**Selected extract**
The Hillies finished 13-2-4 overall, making the Division 1 North quarterfinals.
“Winning the conference is great and beating Andover for the first time (since the rivalry began in 1994) is great ... but the thing that was so special this year with the girls was the attitude they took when we found out we lost two starters to ACL injuries,” Tarbox said. “When we went into the season and we had lost Basema Hussein, we kind of accepted that. But to lose her sister Bianca, who played during preseason and was playing absolutely terrific and was really a leader on our team, was really a test for these girls.”
He told his players their job still remained to win the league title.
Senior Kelleigh Cokely looked at Tarbox and told him the Hillies were going to finish undefeated.
“The way she said it, I said, ‘She’s not joking around, she really means it,’” Tarbox recalled. “And they finished the regular season with just one loss. So it was just the attitude that they took.”
Tarbox’s father, Bill Tarbox, was his new assistant coach. He brought 40 years of varsity head coaching experience.
“Working with my dad was definitely a dream come true,” he said.
Tarbox, who teaches physical education at the Guilmette Middle School in Lawrence, also is an assistant indoor and outdoor track coach at Haverhill.
Volleyball: Littlefield engineered big turnaround
After a tough 3-17 season in 2012, Deb Littlefield remained positive. It paid off as she guided Whittier to a 13-8 season and the ninth-year Wildcats coach recorded her 100th career win.
“The thing that impressed me the most was, although we took quite a beating last year, every single one came back eager for another shot,” she said. “It was a great experience. That character made it worthwhile.”
Littlefield has a 107-84 record with the Cats, who reached the Division 3 North quarterfinals this fall.
She works in corporate training development and helps run the Northeast Hurricanes baseball and softball programs.
The Iowa native attended the Coast Guard Academy, where she led the Bears softball team with a 1.49 ERA in 1987. She’s passed the love of sports onto her daughter Sydney, who does volleyball, track and softball for Methuen High. She’s also ranked fourth in the senior class.
Littlefield, who also has a daughter Dana in sixth grade, helped launch the Notre Dame High of Lawrence softball program.
Her father, Jim Kinyon, coached wrestling, football and track in Iowa and, after a 40-year coaching career, was inducted into the Iowa Coaches Hall of Fame.

**Given problem 1**
In the entries, from the line with "of the blurred" through the last line, switch "background" to "backdrop" and write those lines out again with nothing else altered.
The text and the entries that follow it have nothing to do with each other.

**Dataset content**
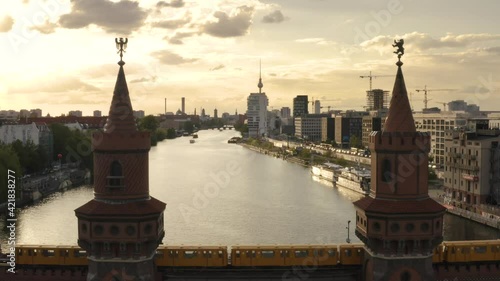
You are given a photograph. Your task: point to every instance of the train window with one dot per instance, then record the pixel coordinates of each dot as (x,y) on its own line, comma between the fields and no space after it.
(250,254)
(480,249)
(300,253)
(80,253)
(318,253)
(106,247)
(207,254)
(190,254)
(267,254)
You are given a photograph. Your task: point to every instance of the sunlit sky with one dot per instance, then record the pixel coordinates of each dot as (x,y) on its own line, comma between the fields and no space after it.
(60,55)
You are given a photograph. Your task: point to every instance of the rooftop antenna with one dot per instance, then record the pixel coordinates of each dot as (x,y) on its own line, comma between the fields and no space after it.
(260,85)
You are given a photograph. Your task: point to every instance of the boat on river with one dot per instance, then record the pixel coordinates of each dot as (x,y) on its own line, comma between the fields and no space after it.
(356,179)
(327,171)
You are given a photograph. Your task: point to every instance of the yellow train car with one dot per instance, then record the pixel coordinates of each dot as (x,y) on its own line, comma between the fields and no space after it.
(164,257)
(471,251)
(351,254)
(437,254)
(74,255)
(192,256)
(258,255)
(39,255)
(50,255)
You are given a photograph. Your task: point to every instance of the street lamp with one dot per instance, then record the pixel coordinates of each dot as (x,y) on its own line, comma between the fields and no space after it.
(348,240)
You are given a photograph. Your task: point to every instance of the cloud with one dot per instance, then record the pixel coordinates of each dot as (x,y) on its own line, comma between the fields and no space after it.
(167,57)
(45,28)
(178,36)
(173,4)
(120,17)
(423,41)
(230,25)
(492,50)
(220,66)
(274,17)
(317,41)
(172,24)
(52,85)
(6,24)
(144,79)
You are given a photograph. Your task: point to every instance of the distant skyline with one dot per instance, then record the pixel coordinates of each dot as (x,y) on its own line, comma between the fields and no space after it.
(59,55)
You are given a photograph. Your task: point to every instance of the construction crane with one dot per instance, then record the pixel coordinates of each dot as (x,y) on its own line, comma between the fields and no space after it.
(313,100)
(425,90)
(444,104)
(372,76)
(326,107)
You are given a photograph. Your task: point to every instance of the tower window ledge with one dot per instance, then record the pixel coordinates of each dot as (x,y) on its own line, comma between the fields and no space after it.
(115,187)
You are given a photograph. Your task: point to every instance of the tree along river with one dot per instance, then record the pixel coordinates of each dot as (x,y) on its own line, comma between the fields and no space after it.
(224,194)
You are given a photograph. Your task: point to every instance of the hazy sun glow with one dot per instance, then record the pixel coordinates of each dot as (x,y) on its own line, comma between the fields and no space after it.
(60,55)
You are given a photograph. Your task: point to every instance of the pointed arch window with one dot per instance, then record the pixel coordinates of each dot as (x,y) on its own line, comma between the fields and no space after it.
(115,178)
(386,171)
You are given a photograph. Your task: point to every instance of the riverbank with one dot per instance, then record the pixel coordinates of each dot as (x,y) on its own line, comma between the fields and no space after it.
(33,188)
(485,218)
(286,157)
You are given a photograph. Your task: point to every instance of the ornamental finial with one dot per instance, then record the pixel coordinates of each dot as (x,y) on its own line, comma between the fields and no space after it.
(121,45)
(400,51)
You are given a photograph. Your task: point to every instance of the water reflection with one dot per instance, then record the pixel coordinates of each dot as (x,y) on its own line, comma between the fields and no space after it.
(224,194)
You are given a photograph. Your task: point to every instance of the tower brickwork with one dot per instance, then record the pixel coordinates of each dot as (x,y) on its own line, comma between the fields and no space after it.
(398,222)
(122,226)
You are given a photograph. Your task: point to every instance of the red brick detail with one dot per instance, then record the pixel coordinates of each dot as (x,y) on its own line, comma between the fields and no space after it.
(425,206)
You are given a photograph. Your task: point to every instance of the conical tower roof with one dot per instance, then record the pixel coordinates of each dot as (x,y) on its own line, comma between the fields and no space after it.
(120,117)
(400,117)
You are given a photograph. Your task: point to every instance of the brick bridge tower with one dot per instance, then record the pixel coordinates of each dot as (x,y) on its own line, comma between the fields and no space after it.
(122,226)
(398,222)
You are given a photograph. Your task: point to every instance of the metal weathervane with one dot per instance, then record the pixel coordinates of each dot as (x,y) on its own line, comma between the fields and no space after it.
(400,51)
(121,45)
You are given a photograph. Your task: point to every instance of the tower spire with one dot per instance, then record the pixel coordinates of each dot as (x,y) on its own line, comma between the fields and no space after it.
(260,85)
(398,222)
(399,117)
(121,227)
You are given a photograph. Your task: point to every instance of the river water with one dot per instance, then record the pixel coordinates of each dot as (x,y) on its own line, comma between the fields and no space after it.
(224,194)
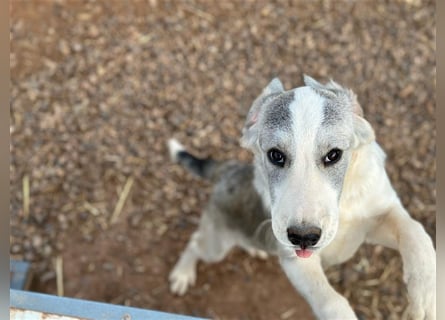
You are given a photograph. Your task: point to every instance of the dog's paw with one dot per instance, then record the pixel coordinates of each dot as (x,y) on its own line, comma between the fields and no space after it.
(422,297)
(256,253)
(181,280)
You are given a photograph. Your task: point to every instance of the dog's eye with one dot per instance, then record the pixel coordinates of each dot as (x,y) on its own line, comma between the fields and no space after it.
(276,157)
(332,157)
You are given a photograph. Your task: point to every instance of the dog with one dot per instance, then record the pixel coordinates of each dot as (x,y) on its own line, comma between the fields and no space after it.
(317,190)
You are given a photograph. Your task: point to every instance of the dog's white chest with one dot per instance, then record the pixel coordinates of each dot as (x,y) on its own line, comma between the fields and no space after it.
(349,237)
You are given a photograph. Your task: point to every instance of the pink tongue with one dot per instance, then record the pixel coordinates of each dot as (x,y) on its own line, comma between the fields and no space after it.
(303,253)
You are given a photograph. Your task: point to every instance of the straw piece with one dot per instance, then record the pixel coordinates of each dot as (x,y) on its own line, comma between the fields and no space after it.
(26,196)
(59,276)
(121,201)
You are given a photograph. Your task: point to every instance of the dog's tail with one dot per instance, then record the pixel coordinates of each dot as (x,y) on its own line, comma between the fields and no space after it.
(204,168)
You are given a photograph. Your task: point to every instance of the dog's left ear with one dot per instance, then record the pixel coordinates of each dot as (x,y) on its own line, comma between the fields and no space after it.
(363,132)
(250,132)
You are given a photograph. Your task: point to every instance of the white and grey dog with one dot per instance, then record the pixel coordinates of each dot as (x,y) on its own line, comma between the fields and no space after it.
(316,191)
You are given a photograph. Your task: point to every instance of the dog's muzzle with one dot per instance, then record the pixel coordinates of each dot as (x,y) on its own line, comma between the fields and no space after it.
(303,237)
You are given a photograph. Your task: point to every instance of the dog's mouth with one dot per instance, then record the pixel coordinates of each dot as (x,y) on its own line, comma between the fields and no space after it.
(303,253)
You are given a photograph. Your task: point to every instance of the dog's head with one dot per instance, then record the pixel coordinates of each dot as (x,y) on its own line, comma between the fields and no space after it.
(303,140)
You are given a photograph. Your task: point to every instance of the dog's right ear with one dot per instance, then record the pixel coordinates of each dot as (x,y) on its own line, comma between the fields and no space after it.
(250,133)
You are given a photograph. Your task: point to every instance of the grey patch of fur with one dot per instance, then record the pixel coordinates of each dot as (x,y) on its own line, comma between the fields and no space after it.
(278,114)
(239,206)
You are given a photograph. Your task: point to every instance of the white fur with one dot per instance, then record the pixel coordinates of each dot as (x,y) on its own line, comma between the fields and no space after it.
(363,208)
(368,210)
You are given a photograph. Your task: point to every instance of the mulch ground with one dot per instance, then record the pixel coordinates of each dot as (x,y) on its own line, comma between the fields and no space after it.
(97,87)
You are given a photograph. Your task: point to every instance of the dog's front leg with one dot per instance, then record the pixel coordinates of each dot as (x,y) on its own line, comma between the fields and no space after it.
(308,277)
(397,230)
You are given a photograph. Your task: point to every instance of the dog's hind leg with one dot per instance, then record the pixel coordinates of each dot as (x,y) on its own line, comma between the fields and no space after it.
(397,230)
(209,243)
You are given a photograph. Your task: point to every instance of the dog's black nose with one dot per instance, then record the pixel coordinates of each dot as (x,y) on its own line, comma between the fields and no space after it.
(303,236)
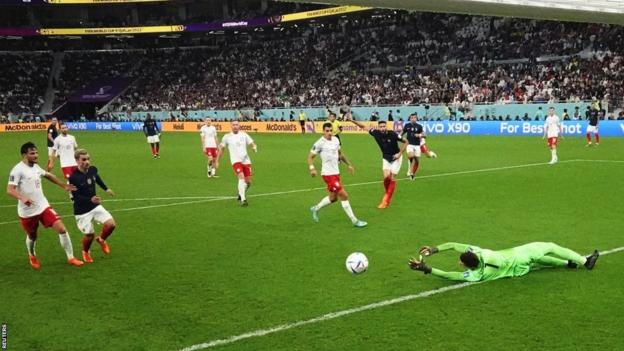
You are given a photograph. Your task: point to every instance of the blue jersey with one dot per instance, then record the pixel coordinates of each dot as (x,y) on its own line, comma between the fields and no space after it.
(410,130)
(150,128)
(85,189)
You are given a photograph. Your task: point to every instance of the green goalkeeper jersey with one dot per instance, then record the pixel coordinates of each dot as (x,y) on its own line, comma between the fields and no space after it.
(492,264)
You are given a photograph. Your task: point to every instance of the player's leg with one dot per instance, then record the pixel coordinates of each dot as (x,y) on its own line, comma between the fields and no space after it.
(65,241)
(410,160)
(209,165)
(554,262)
(30,226)
(387,179)
(541,249)
(108,226)
(87,240)
(346,206)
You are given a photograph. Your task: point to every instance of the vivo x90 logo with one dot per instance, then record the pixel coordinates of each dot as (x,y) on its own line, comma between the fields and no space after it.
(103,90)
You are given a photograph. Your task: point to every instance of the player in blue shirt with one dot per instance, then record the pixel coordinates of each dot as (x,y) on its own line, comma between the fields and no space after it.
(413,131)
(88,206)
(391,153)
(151,131)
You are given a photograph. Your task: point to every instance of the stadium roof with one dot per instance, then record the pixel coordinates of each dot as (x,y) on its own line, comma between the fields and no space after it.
(598,11)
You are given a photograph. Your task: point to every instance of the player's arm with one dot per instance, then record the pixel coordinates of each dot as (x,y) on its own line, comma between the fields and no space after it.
(342,157)
(403,147)
(250,141)
(76,195)
(420,265)
(349,118)
(311,157)
(12,191)
(52,178)
(430,250)
(100,182)
(53,156)
(467,276)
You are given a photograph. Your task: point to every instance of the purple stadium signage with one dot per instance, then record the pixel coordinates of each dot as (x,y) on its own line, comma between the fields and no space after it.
(19,32)
(101,90)
(249,23)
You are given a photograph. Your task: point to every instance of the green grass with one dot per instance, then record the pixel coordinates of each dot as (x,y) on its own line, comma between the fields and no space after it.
(192,273)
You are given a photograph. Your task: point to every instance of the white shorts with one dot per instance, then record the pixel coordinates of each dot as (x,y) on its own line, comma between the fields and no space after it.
(85,220)
(415,149)
(394,166)
(153,139)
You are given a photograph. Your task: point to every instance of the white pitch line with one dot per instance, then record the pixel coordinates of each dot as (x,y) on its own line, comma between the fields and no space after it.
(142,199)
(338,314)
(221,198)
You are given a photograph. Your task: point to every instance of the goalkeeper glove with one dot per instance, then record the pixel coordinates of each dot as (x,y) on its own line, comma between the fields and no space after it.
(419,265)
(428,251)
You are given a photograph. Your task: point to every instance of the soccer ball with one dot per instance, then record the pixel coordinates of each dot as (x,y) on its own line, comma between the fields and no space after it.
(357,263)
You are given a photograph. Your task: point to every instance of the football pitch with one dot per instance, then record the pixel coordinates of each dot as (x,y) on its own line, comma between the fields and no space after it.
(190,268)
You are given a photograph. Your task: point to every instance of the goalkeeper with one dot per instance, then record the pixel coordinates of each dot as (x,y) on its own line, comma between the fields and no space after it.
(483,264)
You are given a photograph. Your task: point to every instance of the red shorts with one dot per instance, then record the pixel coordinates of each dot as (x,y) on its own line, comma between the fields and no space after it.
(67,171)
(242,168)
(211,151)
(552,142)
(333,183)
(47,218)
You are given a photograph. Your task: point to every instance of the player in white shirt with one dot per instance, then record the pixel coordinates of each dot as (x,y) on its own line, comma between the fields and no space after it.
(552,130)
(236,142)
(33,207)
(208,135)
(64,147)
(328,146)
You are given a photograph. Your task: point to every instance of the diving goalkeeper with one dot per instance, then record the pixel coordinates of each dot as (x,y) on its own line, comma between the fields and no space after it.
(484,264)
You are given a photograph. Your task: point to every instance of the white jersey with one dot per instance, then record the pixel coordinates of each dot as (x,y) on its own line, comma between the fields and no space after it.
(328,149)
(552,126)
(209,135)
(237,144)
(65,146)
(28,182)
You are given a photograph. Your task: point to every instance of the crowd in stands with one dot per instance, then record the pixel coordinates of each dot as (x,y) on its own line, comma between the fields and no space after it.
(23,82)
(374,58)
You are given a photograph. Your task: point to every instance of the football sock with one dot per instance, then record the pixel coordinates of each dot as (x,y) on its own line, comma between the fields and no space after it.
(390,190)
(66,244)
(30,246)
(414,168)
(347,208)
(386,183)
(324,202)
(86,242)
(107,230)
(242,187)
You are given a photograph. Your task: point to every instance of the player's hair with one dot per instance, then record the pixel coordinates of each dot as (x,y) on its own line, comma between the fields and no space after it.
(469,259)
(26,147)
(79,153)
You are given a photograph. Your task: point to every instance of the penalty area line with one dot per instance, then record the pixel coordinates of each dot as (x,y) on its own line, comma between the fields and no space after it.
(338,314)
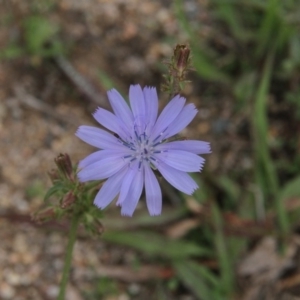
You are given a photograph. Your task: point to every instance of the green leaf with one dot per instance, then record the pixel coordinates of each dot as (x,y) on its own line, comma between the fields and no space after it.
(39,31)
(291,189)
(195,278)
(155,244)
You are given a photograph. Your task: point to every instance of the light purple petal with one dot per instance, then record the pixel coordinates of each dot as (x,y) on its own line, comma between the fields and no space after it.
(137,101)
(180,180)
(131,173)
(99,155)
(167,116)
(109,121)
(120,107)
(102,169)
(197,147)
(110,189)
(153,192)
(184,118)
(134,194)
(181,160)
(97,137)
(151,103)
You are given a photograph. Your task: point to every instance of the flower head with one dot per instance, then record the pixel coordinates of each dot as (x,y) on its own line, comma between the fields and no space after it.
(137,145)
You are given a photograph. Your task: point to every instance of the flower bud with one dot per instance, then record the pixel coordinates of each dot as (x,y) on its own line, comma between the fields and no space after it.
(181,58)
(53,174)
(64,165)
(68,200)
(44,215)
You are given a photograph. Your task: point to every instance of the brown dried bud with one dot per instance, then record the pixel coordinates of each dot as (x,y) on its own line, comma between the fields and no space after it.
(64,165)
(68,200)
(181,58)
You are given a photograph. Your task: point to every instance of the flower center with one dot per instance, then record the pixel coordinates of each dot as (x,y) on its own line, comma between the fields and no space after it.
(143,150)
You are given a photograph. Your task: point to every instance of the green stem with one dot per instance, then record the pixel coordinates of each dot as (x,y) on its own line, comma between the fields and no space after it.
(68,257)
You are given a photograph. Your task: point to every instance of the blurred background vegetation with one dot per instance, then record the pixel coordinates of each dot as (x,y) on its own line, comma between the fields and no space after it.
(225,241)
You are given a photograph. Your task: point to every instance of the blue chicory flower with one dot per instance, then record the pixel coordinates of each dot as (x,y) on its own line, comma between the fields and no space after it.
(137,145)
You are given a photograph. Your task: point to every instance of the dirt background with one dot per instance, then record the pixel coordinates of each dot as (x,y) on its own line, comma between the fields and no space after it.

**Given problem 2**
Answer these questions from the coaching profiles:
(a) How many years of varsity head coaching experience did Bill Tarbox bring?
(b) At which school does Tarbox teach physical education?
(c) What record did Littlefield guide Whittier to after the 3-17 season in 2012?

**Exercise response 1**
You are given a photograph. Your task: point to every instance of the blurred backdrop vegetation with one dot per instance, then record the pixel coordinates of each dot as (x,y) on its own line, comma between the fields and no space after it.
(225,241)
You are given a photograph. Your task: point to every instance of the blue chicory flower with one dot per instance, then record the pixel coordinates of each dot as (x,y) on its own line, comma between the fields and no space after it.
(137,145)
You are given a photograph. Your task: point to every instance of the dirt backdrop with one dot per instance, then record the pixel coordinates of each dot as (x,y) on its own line, comma between the fields and no space after it.

**Exercise response 2**
(a) 40 years
(b) The Guilmette Middle School in Lawrence
(c) 13-8